Extracted text ->

Percentile data show the NAEP scale score attained by students performing at higher, middle, and lower ranges of the distribution. In NAEP, the percentile is defined by the percentage of students scoring lower than a particular scale score.
For example, if the 25th percentile is 281, it means that 25 percent of the students scored below 281. Percentile changes over time help indicate trends in how students perform at higher and lower levels.
In the NAEP Data Explorer, scale score performance data are available for student groups at the 10th, 25th, 50th, 75th, and 90th percentiles.
Row percentage indicates the proportion of students represented in the table cell—that is, the number of students represented in a particular cell of the table, divided by the number of students in the row of the table, converted to a percentage. For example, if the row percentage for Black female students is 22%, then Black females composed 22 percent of the total number of students assessed. Technically, row percentage is not a performance metric, but is used to report achievement levels and performance levels.
The NAEP Data Explorer reports several kinds of information about the statistics:
- Standard Deviation
- Standard Error
- Confidence Intervals
- Confidence Intervals: NDE Statistical Specification
- Dependent t-Tests: NDE Statistical Specification
The standard deviation represents a measure of how widely or narrowly scores are dispersed for a particular data set. Specifically, it is the square root of the average squared deviation of scores about their arithmetic mean.
Under general normality assumptions, 95% of the scores are within 2 standard deviations of the mean. For example, if the average score of a data set is 250 and the standard deviation is 35 it means that 95% of the scores in this data set fall between 180 and 320.
In the NAEP Data Explorer, you may obtain Standard Deviations as one of your two choices for Statistics Options in Edit Reports.
NOTE: For use of the standard deviation in NAEP, search the NAEP Technical Documentation at http://nces.ed.gov/nationsreportcard/tdw/query.asp
Standard error is a measure of sampling variability and measurement error for a statistic.
NAEP computes standard error using a combination of sampling error based on Jackknife Repeated Resampling (JRR) and measurement error from the variance between plausible values.
For student groups reported in NAEP, because the percentages of students and their average scale scores are based on samples rather than on the entire population of fourth-, eighth-, or twelfth-graders in the nation or a jurisdiction, the numbers reported are estimates. As such, they are subject to a measure of uncertainty, reflected in the standard error of the estimate. When the percentages or average scale scores of certain groups are compared, the standard error should be taken into account, and observed similarities or differences should not be relied on solely. Therefore, the comparisons presented in the data tables are based on statistical tests that consider the standard errors of those statistics and the magnitude of the difference among the averages or percentages.
See NAEP Analysis and Scaling at http://nces.ed.gov/nationsreportcard/tdw/analysis/.

Stored records ->
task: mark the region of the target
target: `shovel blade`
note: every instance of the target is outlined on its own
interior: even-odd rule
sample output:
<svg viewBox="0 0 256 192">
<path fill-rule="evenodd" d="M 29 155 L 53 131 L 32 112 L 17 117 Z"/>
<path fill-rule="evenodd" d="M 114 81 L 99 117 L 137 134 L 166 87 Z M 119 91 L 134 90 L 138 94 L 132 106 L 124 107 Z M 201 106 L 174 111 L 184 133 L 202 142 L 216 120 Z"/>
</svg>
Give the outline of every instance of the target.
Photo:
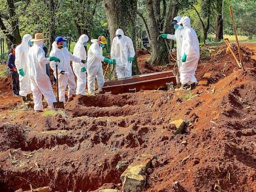
<svg viewBox="0 0 256 192">
<path fill-rule="evenodd" d="M 61 108 L 64 109 L 64 102 L 56 102 L 53 103 L 53 106 L 55 108 Z"/>
</svg>

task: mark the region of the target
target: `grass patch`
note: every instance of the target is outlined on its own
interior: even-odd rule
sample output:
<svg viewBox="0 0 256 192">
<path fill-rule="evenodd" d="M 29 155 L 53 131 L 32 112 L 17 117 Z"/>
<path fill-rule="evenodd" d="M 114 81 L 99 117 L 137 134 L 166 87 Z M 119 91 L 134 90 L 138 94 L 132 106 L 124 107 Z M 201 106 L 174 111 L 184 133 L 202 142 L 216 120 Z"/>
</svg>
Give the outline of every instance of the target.
<svg viewBox="0 0 256 192">
<path fill-rule="evenodd" d="M 254 40 L 249 40 L 247 41 L 247 42 L 256 42 L 256 39 Z"/>
<path fill-rule="evenodd" d="M 182 98 L 186 99 L 187 100 L 190 100 L 195 96 L 195 94 L 193 92 L 188 91 L 186 94 L 181 96 Z"/>
<path fill-rule="evenodd" d="M 53 115 L 55 116 L 57 114 L 61 114 L 63 117 L 66 116 L 65 112 L 62 110 L 53 110 L 51 109 L 45 109 L 42 115 L 44 117 L 48 117 Z"/>
<path fill-rule="evenodd" d="M 9 75 L 9 67 L 7 65 L 1 66 L 0 78 L 6 78 Z"/>
</svg>

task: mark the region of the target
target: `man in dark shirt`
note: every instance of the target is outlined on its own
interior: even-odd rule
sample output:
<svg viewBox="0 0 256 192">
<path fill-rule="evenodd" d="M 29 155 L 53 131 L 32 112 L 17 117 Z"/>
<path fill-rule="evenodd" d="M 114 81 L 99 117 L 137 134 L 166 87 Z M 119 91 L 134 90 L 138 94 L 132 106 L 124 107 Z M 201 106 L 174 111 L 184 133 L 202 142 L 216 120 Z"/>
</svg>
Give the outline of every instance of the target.
<svg viewBox="0 0 256 192">
<path fill-rule="evenodd" d="M 19 73 L 17 72 L 16 66 L 15 65 L 15 49 L 17 44 L 12 44 L 11 46 L 11 50 L 8 56 L 7 64 L 9 68 L 11 78 L 12 78 L 12 88 L 13 96 L 19 97 Z"/>
</svg>

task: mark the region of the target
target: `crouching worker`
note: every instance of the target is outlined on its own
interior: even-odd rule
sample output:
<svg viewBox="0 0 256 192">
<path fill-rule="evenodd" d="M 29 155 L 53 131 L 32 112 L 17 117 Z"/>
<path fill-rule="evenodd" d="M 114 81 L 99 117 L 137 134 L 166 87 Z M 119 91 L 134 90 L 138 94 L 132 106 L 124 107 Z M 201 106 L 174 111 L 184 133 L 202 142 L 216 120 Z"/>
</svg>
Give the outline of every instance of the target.
<svg viewBox="0 0 256 192">
<path fill-rule="evenodd" d="M 42 94 L 46 99 L 48 108 L 53 109 L 53 102 L 57 102 L 51 87 L 51 81 L 46 72 L 46 64 L 51 61 L 59 62 L 56 57 L 45 57 L 43 49 L 43 43 L 45 40 L 43 33 L 35 35 L 33 45 L 28 51 L 29 75 L 31 81 L 31 88 L 34 99 L 34 110 L 43 111 Z"/>
<path fill-rule="evenodd" d="M 103 56 L 102 48 L 107 44 L 106 38 L 100 36 L 98 40 L 92 40 L 93 43 L 88 51 L 87 60 L 87 81 L 88 92 L 89 94 L 94 94 L 95 92 L 95 78 L 97 78 L 98 91 L 102 91 L 104 85 L 104 75 L 102 69 L 101 62 L 106 62 L 109 65 L 115 64 L 113 60 L 105 57 Z"/>
</svg>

The tasks ->
(a) In two sentences, summarize the NAEP statistics text.
(b) In the NAEP statistics text, rewrite everything from "NAEP computes standard" down to "between plausible values.", changing "Jackknife Repeated Resampling" to "Balanced Repeated Replication".

Solved tasks ->
(a) In NAEP, a percentile is defined by the percentage of students scoring below a given scale score, and the NAEP Data Explorer reports scale scores at the 10th, 25th, 50th, 75th, and 90th percentiles. The standard deviation measures how widely scores are spread, while the standard error measures sampling variability and measurement error and should be taken into account when comparing groups, because NAEP's reported numbers are estimates based on samples.

(b)
NAEP computes standard error using a combination of sampling error based on Balanced Repeated Replication (JRR) and measurement error from the variance between plausible values.